→ **Quelltext**:
━━━

Mädchenpower

14. Shell-Jugendstudie entdeckt die 12- bis 25-Jährigen als „Ego-Taktiker“. Jungen sollen sich „warm anziehen“

BERLIN taz ■ Die 14. Shell-Jugendstudie kommt zu dem Ergebnis, dass künftige Mädchengenerationen denen der Jungen überlegen sein werden. Sie sind ehrgeiziger, karrierebewusster und haben die männliche Konkurrenz in den Realschulen und Gymnasien bereits überrundet.

Die Studie, die am Montag veröffentlicht werden wird, erscheint alle zwei Jahre, gilt als Seismograph sozialer Entwicklungen und hat diesmal den „Ego-Taktiker“ als neuen Sozialtypus ausgemacht. Er unterscheidet sich nicht sonderlich von seinen Eltern. Die heute 12- bis 25-jährigen jungen Menschen sind ichbezogen, pragmatisch, praktisch und zu allererst auf den eigenen Vorteil bedacht. Das Vergnügen in der Spaßgesellschaft ist ihnen ebenso wichtig wie der wirtschaftliche und soziale Erfolg.

Der Leiter der Studie, der Bielefelder Soziologe Klaus Hurrelmann, sagte dem Magazin Stern in einem heute erscheinenden Interview, die neue Generation orientiere sich vor allem an der vorhergehenden und wolle genauso wie ihre Eltern leben: „Sie wollen es einmal zu etwas bringen.“ Sicheres Einkommen, ein fester Arbeitsplatz und eine enge und dauerhafte Partnerschaft seien den Jugendlichen das Wichtigste.

━━━

→ **Datenelemente**:

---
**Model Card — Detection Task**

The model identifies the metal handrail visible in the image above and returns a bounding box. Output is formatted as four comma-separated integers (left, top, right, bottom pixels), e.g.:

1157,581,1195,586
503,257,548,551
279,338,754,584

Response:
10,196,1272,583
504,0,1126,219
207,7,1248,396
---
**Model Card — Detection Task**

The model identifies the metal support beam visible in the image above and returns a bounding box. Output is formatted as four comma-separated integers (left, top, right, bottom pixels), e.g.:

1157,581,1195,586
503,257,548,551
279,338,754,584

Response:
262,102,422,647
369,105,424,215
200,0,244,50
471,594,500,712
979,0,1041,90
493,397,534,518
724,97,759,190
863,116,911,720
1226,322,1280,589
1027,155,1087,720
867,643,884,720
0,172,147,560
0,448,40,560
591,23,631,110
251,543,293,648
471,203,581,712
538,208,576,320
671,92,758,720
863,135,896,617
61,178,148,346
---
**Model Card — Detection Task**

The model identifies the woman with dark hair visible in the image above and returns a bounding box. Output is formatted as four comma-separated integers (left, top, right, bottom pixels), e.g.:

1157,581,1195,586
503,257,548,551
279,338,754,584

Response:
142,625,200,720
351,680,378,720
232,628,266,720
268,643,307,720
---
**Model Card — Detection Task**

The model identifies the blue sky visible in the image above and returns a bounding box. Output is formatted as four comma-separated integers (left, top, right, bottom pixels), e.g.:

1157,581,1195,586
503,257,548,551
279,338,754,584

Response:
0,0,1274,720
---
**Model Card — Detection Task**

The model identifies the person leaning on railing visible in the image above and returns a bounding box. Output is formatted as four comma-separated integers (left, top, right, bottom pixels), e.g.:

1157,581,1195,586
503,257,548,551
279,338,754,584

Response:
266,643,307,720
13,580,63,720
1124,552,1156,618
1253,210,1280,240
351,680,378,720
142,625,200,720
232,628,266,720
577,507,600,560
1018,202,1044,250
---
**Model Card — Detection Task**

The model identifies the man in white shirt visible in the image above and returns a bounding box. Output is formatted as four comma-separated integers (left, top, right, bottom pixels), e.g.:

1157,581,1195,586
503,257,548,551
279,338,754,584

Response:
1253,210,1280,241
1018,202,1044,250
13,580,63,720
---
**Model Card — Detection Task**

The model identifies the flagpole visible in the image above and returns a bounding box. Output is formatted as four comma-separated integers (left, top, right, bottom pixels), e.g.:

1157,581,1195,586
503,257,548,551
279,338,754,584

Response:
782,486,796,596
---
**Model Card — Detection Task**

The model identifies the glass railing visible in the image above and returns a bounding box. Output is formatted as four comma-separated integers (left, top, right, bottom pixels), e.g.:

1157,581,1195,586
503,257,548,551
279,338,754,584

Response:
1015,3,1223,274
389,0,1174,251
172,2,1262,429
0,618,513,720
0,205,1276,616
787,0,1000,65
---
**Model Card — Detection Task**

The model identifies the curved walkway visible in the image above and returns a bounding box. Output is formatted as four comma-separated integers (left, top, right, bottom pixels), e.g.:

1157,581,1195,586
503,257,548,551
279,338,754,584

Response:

━━━

→ **Aufgabe 1**: Übersetze aus dem Artikel zur Shell-Jugendstudie diesen Satz ins Englische: „Die 14. Shell-Jugendstudie kommt zu dem Ergebnis, dass künftige Mädchengenerationen denen der Jungen überlegen sein werden.“
→ **Aufgabe 2**: Fasse den Absatz des Artikels zur Shell-Jugendstudie, der mit „Die Studie, die am Montag“ beginnt, als Stichpunktliste zusammen und behalte dabei die wesentlichen Fakten.

→ **Richtige Antwort 1**: The 14th Shell Youth Study concludes that future generations of girls will be superior to those of boys.

→ **Richtige Antwort 2**:
- Die Studie wird am Montag veröffentlicht und erscheint alle zwei Jahre.
- Sie gilt als Seismograph sozialer Entwicklungen.
- Diesmal hat sie den „Ego-Taktiker“ als neuen Sozialtypus ausgemacht, der sich kaum von seinen Eltern unterscheidet.
- Die 12- bis 25-Jährigen sind ichbezogen, pragmatisch, praktisch und vor allem auf den eigenen Vorteil bedacht.
- Vergnügen in der Spaßgesellschaft ist ihnen ebenso wichtig wie wirtschaftlicher und sozialer Erfolg.